Instructions to follow
Please convert the listing, from its start up to and including the line with "pixel 310 167", into a Markdown table with the columns "Row" (a row number) and "Line" (the line itself), skipping blank lines and leaving out the pictures.
══ Source records ══
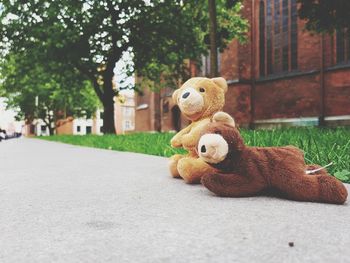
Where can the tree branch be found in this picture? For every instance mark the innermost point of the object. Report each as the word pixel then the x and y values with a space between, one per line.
pixel 93 79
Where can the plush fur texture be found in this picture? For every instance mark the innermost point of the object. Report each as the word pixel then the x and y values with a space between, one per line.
pixel 198 99
pixel 247 171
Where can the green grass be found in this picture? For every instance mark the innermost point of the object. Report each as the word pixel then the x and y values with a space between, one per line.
pixel 321 146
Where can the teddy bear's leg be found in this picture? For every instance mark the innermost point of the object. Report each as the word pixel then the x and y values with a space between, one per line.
pixel 316 188
pixel 192 169
pixel 232 185
pixel 173 165
pixel 310 167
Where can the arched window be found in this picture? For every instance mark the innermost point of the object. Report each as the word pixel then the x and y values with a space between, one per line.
pixel 343 46
pixel 278 35
pixel 262 38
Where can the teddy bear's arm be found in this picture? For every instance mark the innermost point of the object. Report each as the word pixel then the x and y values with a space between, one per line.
pixel 176 141
pixel 232 185
pixel 190 139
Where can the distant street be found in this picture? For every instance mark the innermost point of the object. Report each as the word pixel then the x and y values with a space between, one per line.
pixel 62 203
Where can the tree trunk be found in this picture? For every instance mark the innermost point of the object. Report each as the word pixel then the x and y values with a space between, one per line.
pixel 108 102
pixel 212 36
pixel 157 111
pixel 108 117
pixel 51 130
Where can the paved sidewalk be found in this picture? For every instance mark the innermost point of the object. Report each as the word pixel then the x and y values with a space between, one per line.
pixel 62 203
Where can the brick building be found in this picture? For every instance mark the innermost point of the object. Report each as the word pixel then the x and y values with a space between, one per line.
pixel 284 74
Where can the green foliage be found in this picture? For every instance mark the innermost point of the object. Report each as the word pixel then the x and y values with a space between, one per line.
pixel 325 15
pixel 166 67
pixel 40 92
pixel 321 146
pixel 87 38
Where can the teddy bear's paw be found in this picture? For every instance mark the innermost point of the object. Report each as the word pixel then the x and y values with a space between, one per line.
pixel 173 165
pixel 188 171
pixel 223 117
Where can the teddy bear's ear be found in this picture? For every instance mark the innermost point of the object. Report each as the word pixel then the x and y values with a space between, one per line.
pixel 175 95
pixel 221 82
pixel 223 117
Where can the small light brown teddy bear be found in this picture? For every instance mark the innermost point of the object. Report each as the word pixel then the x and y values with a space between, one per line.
pixel 246 171
pixel 198 99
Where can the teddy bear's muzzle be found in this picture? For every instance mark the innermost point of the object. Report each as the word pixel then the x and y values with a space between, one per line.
pixel 212 148
pixel 191 101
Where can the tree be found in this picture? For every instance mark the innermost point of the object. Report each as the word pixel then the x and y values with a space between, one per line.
pixel 225 23
pixel 40 93
pixel 91 36
pixel 324 15
pixel 212 36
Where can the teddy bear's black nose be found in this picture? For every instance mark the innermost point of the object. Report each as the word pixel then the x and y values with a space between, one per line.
pixel 184 96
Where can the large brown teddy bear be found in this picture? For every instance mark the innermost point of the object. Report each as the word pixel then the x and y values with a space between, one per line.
pixel 198 99
pixel 246 171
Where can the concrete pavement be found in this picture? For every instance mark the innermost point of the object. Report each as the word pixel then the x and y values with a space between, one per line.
pixel 62 203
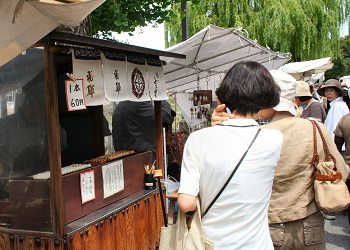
═══
Output for this task
| Row | Line |
|---|---|
| 1 | Where can the tree branch be found in this picture? For every instance mark the innermost point of the object. Report each as the word pixel then the x and y values with a space between, one per line. |
| 2 | pixel 93 79 |
| 3 | Where can the plush fur texture be found in this picture? For every instance mark the innermost point of the object. Report each as the word pixel then the x and y values with a space between, one per line. |
| 4 | pixel 198 99 |
| 5 | pixel 247 171 |
| 6 | Where can the green grass be found in this picture? For every instance mark the innermost point of the object. Report each as the word pixel then the x and y values with a space between, one per line. |
| 7 | pixel 321 146 |
| 8 | Where can the teddy bear's leg be found in this picture? For every instance mark the innermost point of the object. Report each as the word pixel then the x and y values with a space between, one per line. |
| 9 | pixel 316 188 |
| 10 | pixel 192 169 |
| 11 | pixel 232 185 |
| 12 | pixel 173 165 |
| 13 | pixel 310 167 |